**WORK ITEM:**
Reproduce word for word the part of the Bujumbura health centre text below that lies between "She has also" and "them so downtrodden.", inclusive.

Léocadie is one of many women at the Bujumbura health centre remarkably open about speaking of their experiences and willing to be photographed head-on, even when given many opportunities to say no or be photographed from the back or in silhouette to preserve anonymity. The centre is careful to make the records of these women confidential, using an elaborate code system and locking records away.
The stigmatism against rape is very strong in Burundi – as it is most places. Rape victims are not named in newspaper reports in Britain either. Léocadie is 20 and lives in a distant province; she took a bus to get to Bujumbura. She has a one-month-old son wrapped in blue and yellow cloth, whom she breastfeeds while we talk. Her son keeps his eyes fixed on her as he feeds; when he opens his mouth to yawn, his tongue is white with milk. She was raped when she was almost five months’ pregnant. She sells maize in the market; sometimes when she doesn’t have enough from her own field, neighbours give her some of theirs to sell.
One day a neighbour offered her some of his, leading her to an isolated corner of his field and then raping her. “He was very strong,” she says. “He put a hand around my throat and the other over my mouth.” He did not seem to care that she was visibly pregnant. Léocadie is here for her six-month check-up, and has found out that she is not HIV-positive. That is one stroke of luck in her life. She was not so lucky after her first visit to the clinic: she remained for a week so that her pregnancy could be monitored (there is space for several women to stay overnight), and when she returned to her village she discovered her husband had left her because of the rape, taking their three-year-old daughter with him. Léocadie has seen her daughter just twice since then, and says she and her husband are “divorced,” though possibly not in the legal sense.
She has also moved from the village after neighbours were mean to her, and now lives among Christian neighbours who she says are much kinder. She used to run into her attacker’s wife, and would say hello but little more. They never discussed what happened. The man has run off; that violent moment in the corn field has broken up two marriages and deprived a daughter of her mother. Throughout the interviews, I ask women why the men did it. They give concrete answers: Satan made him; he was badly brought up; his father also raped women and he inherited the urge; he is a madman; he wanted a wife. None said anything about how badly women fare generally in Burundi, or the male domination that keeps them so downtrodden.
They are fatalistic, which may explain why Christianity is so popular here, with its promise of a better life after death. None of the women’s answers really gets to the heart of the question: why do men do this to women? This is not a question limited to Burundi, or third-world countries. Men rape two-year-old girls in Britain too, and no one knows why. Though I may be disgusted and upset by what I hear from Burundian women, it is not the response of the righteous, but rather the wary nod of recognition.

**PROVIDED RECORDS:**

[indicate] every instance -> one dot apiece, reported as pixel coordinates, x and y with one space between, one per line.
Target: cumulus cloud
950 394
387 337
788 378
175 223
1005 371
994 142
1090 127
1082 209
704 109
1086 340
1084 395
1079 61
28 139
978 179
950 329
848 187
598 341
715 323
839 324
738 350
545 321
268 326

**RESPONSE TO THE EXERCISE:**
She has also moved from the village after neighbours were mean to her, and now lives among Christian neighbours who she says are much kinder. She used to run into her attacker’s wife, and would say hello but little more. They never discussed what happened. The man has run off; that violent moment in the corn field has broken up two marriages and deprived a daughter of her mother. Throughout the interviews, I ask women why the men did it. They give concrete answers: Satan made him; he was badly brought up; his father also raped women and he inherited the urge; he is a madman; he wanted a wife. None said anything about how badly women fare generally in Burundi, or the male domination that keeps them so downtrodden.